_TASK DIRECTIONS_. Please switch every "formatted sample" to "worked example" in the data below, leaving everything else unchanged.

_MATERIAL SUPPLIED_.
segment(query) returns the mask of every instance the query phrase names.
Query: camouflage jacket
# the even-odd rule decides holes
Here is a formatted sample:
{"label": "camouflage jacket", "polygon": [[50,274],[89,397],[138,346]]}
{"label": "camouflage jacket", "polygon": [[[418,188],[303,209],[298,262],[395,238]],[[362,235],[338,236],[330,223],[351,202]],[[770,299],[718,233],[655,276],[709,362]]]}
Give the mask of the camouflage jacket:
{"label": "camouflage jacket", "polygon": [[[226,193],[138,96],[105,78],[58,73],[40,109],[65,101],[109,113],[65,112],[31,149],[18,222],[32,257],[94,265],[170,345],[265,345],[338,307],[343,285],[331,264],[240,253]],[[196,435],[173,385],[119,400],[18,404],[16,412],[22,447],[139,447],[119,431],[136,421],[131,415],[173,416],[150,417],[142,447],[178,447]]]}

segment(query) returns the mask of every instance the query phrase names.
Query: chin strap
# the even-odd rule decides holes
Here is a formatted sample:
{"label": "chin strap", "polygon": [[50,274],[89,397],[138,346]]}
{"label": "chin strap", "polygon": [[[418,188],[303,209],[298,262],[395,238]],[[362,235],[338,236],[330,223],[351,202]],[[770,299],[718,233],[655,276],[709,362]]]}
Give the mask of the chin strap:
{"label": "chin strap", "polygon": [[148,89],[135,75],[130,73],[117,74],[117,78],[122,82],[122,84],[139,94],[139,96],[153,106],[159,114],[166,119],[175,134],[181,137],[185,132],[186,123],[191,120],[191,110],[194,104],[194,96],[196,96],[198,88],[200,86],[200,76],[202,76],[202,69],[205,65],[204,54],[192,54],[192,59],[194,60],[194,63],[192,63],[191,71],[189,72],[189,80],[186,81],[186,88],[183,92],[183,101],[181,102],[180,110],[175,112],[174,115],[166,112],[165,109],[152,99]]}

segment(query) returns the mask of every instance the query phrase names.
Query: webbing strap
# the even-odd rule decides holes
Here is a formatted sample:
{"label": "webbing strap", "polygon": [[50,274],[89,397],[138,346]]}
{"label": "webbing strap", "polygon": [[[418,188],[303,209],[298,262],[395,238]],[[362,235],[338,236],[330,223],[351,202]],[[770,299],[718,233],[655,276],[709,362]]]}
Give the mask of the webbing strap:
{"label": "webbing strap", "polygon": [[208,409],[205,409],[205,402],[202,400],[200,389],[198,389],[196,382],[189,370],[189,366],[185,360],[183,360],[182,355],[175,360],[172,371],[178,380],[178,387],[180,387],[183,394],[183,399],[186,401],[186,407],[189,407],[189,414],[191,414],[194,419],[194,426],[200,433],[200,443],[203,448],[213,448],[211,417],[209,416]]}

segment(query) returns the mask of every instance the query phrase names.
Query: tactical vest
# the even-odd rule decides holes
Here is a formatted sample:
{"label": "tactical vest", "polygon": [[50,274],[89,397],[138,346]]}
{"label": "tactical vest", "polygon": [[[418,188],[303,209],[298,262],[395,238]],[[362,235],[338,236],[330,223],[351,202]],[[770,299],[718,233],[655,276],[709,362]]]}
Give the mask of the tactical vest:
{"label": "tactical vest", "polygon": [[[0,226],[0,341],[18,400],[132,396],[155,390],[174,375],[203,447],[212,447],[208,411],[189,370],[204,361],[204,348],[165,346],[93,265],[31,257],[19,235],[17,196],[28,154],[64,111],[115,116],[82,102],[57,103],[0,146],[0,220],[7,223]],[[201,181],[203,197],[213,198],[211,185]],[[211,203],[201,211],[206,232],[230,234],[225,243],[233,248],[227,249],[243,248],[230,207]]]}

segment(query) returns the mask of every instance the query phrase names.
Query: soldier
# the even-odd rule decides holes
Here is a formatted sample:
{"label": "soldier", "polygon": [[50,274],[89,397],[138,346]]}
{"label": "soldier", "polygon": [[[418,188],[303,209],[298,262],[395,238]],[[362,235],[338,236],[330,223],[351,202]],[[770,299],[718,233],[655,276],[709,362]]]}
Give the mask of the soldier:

_ANSWER TO THE EXERCISE_.
segment(query) returns the mask of every instance the query phrase names.
Query: camouflage jacket
# the even-odd rule decides holes
Here is a worked example:
{"label": "camouflage jacket", "polygon": [[50,274],[89,397],[138,346]]}
{"label": "camouflage jacket", "polygon": [[[418,188],[303,209],[298,262],[395,238]],[[362,235],[338,236],[330,223],[351,202]],[[770,299],[718,233],[655,276],[709,362]]]}
Give the mask of the camouflage jacket:
{"label": "camouflage jacket", "polygon": [[[226,193],[138,96],[105,78],[58,73],[40,109],[65,101],[109,113],[65,112],[31,149],[18,222],[32,257],[94,265],[170,345],[265,345],[338,307],[343,285],[331,264],[240,253]],[[196,435],[173,385],[119,400],[18,404],[16,412],[22,447],[139,447],[119,431],[136,421],[131,415],[173,416],[150,417],[142,447],[178,447]]]}

segment(query) returns the mask of every instance the query phrase names.
Query: chin strap
# the even-odd rule decides holes
Here is a worked example:
{"label": "chin strap", "polygon": [[50,274],[89,397],[138,346]]}
{"label": "chin strap", "polygon": [[[418,188],[303,209],[298,262],[395,238]],[[362,235],[338,236],[330,223],[351,202]],[[770,299],[718,233],[655,276],[709,362]]]}
Give the mask of the chin strap:
{"label": "chin strap", "polygon": [[148,89],[135,75],[130,73],[117,74],[117,78],[122,82],[122,84],[139,94],[139,96],[153,106],[159,114],[166,119],[175,134],[181,137],[185,132],[186,123],[191,120],[191,110],[194,104],[194,96],[196,96],[198,88],[200,86],[200,76],[202,76],[202,69],[205,65],[204,54],[192,54],[192,59],[194,60],[194,63],[192,63],[191,71],[189,72],[189,80],[186,81],[186,88],[183,92],[183,101],[181,102],[180,110],[175,112],[174,115],[166,112],[165,109],[152,99]]}

segment(query) returns the mask of every instance the query phrase names.
Query: webbing strap
# the even-odd rule decides holes
Here is a worked example:
{"label": "webbing strap", "polygon": [[50,274],[89,397],[138,346]]}
{"label": "webbing strap", "polygon": [[[418,188],[303,209],[298,262],[395,238]],[[362,235],[338,236],[330,223],[351,202]],[[770,299],[718,233],[655,276],[709,362]]]}
Give the mask of the webbing strap:
{"label": "webbing strap", "polygon": [[208,409],[205,409],[205,402],[202,400],[200,389],[198,389],[196,382],[189,370],[189,366],[185,360],[183,360],[182,355],[175,360],[172,371],[178,380],[178,387],[180,387],[183,394],[183,399],[186,401],[186,407],[189,407],[189,414],[191,414],[194,419],[194,426],[200,433],[200,443],[203,448],[213,448],[211,417],[209,416]]}

segment(query) returns the mask of every instance the query phrase names.
Query: tactical vest
# the even-odd rule decides holes
Here is a worked example:
{"label": "tactical vest", "polygon": [[50,274],[89,397],[138,346]]}
{"label": "tactical vest", "polygon": [[[418,188],[303,209],[298,262],[395,238]],[[362,235],[338,236],[330,223],[351,202]],[[770,299],[718,233],[655,276],[709,362]]]}
Give the mask of the tactical vest:
{"label": "tactical vest", "polygon": [[[0,226],[0,341],[18,400],[132,396],[155,390],[174,375],[203,447],[212,447],[208,411],[189,370],[204,361],[204,348],[165,346],[93,265],[31,257],[19,235],[17,196],[28,154],[64,111],[115,116],[82,102],[57,103],[0,146],[0,220],[7,223]],[[201,181],[203,197],[213,198],[211,185]],[[211,203],[201,211],[206,232],[230,234],[225,243],[233,248],[227,249],[243,248],[230,207]]]}

segment(query) returns the mask of every instance the query phrase names.
Query: soldier
# the even-odd rule decides holes
Here is a worked example:
{"label": "soldier", "polygon": [[50,274],[89,397],[138,346]]}
{"label": "soldier", "polygon": [[[418,188],[303,209],[298,262],[395,238]],[[362,235],[338,236],[330,223],[351,202]],[[770,299],[718,233],[655,276],[709,362]]]}
Give the mask of the soldier:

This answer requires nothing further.